* [EXTRAIT CHOISI]

Elle nous accable partout, l’omission de la négation ne. Dans certains livres, l’absence de cet adverbe se constate dans tel paragraphe et pas dans tel autre, au petit bonheur, ce qui renforce l’impression d’incohérence syntaxique que procure si uniformément notre littérature de vaches maigres. Exemples :

« – Ma première maîtresse, je te dis… Après elle, on a plus besoin de personne… », déclare un personnage du roman d’Olivier Maulin En attendant le Roi du Monde (l’Esprit des péninsules, 2006, p. 116). « – Tu sais, il faut que tu comprennes une chose, c’est qu’on est pas des hippies pourris qui pensons que les esprits sont tous gentils. […] On est pas des rescapés de Findhorn [= communauté New Age qui s’est créée en Écosse au début des années 1960]. On n’adore pas l’esprit des petits pois. C’est clair ? » (Olivier Maulin, Les Évangiles du lac, l’Esprit des péninsules, 2008, p. 244.)

Dans le roman Des hommes de Laurent Mauvignier, nous lisons (Minuit, 2009, p. 142) : « [E]t bientôt on entend rien que les larmes et la plainte infinie de la femme qui se jette sur l’enfant. » Cette fois, il ne s’agit pas de paroles tirées d’un dialogue, mais du discours attribuable au narrateur lui-même, déployé sous la forme d’un monologue intérieur, au cœur d’un roman encensé par la critique.

« Heureusement on a pas mis le feu au train ! », lit-on dans Le train des dragons, album pour les petits, écrit et illustré par Lucie Phan (l’École des loisirs, 2010).

* [LISTE DES DONNÉES]
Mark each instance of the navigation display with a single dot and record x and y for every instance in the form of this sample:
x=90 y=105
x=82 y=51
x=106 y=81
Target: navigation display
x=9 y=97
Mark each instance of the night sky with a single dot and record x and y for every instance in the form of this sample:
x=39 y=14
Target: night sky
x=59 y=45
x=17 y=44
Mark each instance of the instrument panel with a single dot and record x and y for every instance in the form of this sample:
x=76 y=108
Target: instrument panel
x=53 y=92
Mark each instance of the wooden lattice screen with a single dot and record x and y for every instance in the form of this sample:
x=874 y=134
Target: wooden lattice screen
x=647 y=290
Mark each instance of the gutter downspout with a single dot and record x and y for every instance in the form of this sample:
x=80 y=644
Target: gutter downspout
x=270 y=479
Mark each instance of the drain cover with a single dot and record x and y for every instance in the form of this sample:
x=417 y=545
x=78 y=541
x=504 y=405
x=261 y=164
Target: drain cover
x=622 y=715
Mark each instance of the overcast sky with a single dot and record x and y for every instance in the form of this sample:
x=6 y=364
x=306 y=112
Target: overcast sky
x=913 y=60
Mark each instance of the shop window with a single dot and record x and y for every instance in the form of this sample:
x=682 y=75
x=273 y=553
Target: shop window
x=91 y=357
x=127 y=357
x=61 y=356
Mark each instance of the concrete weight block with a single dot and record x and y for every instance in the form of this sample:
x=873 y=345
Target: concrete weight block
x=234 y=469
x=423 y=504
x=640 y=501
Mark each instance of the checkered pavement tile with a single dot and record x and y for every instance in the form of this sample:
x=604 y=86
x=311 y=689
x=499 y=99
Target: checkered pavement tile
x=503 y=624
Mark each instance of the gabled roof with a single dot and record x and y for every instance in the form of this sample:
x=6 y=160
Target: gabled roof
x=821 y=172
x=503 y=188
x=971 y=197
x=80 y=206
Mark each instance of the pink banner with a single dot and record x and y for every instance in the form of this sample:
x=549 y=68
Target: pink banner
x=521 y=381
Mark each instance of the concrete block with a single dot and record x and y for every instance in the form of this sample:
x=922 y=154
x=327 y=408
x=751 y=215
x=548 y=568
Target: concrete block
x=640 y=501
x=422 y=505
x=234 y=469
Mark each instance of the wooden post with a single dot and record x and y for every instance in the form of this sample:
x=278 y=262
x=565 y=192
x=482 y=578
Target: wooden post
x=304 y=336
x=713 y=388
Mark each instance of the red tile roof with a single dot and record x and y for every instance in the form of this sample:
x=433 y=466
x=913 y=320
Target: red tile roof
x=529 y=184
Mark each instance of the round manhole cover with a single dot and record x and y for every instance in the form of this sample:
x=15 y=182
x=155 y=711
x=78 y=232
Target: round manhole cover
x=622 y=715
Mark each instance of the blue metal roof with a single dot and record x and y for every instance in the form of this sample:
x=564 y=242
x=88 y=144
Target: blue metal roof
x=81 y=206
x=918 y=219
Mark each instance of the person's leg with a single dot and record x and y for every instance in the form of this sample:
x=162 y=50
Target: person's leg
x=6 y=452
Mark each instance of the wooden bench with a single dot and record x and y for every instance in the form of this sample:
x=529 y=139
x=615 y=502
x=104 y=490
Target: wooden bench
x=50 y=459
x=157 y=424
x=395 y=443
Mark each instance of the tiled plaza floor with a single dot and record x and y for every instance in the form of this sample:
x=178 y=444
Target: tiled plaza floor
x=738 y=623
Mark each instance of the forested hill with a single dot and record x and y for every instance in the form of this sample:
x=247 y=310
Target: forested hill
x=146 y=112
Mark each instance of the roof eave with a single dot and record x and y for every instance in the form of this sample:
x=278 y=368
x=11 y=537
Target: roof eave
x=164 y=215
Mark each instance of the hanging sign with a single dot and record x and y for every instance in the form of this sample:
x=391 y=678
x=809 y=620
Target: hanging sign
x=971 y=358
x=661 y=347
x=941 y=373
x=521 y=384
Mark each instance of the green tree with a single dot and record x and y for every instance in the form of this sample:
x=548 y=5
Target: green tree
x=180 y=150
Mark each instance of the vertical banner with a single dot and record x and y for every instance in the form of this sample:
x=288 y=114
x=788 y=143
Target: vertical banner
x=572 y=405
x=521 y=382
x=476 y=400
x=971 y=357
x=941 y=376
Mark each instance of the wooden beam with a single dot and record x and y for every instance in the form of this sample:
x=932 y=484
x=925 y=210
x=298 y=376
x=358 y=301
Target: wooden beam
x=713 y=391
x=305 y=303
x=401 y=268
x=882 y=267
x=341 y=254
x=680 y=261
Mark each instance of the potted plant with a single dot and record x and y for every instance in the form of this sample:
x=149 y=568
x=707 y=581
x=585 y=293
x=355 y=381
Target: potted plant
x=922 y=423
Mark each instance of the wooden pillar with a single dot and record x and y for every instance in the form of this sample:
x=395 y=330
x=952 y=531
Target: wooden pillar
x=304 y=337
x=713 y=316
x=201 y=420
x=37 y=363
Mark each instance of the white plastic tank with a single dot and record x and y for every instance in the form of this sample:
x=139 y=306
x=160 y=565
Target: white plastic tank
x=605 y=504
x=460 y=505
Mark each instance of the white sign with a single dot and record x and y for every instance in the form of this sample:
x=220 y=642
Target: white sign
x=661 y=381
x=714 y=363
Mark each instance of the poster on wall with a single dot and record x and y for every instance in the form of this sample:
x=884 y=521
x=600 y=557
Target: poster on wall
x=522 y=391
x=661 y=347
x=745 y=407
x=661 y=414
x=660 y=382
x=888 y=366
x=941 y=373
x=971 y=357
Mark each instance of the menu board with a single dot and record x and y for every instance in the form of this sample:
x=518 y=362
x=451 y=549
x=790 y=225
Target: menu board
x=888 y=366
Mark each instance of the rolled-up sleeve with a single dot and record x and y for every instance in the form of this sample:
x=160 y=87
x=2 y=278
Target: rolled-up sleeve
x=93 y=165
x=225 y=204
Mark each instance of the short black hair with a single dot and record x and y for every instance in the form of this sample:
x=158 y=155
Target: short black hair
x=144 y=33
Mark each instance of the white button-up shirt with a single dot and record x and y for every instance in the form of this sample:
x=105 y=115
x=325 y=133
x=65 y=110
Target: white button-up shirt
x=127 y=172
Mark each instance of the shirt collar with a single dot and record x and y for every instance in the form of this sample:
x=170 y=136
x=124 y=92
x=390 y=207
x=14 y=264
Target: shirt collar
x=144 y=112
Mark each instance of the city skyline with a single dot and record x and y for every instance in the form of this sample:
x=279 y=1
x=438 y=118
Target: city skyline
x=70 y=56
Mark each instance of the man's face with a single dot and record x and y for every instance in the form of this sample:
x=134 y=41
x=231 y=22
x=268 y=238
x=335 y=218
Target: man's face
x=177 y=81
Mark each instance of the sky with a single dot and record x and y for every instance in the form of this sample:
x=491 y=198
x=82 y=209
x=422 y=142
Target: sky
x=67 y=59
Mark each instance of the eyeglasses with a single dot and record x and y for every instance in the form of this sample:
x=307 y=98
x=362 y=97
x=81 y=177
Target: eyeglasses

* [BUT DE L'EXERCICE]
Répondez à ces questions sur l'extrait consacré à l'omission de la négation « ne ».
1. En quelle année a paru Les Évangiles du lac d'Olivier Maulin ?
2. Chez quel éditeur a paru le roman Des hommes de Laurent Mauvignier ?
3. Qui a écrit et illustré Le train des dragons ?
La liste est un matériau distinct de l'extrait.

* [CORRIGÉ]
1. En 2008.
2. Chez Minuit.
3. Lucie Phan.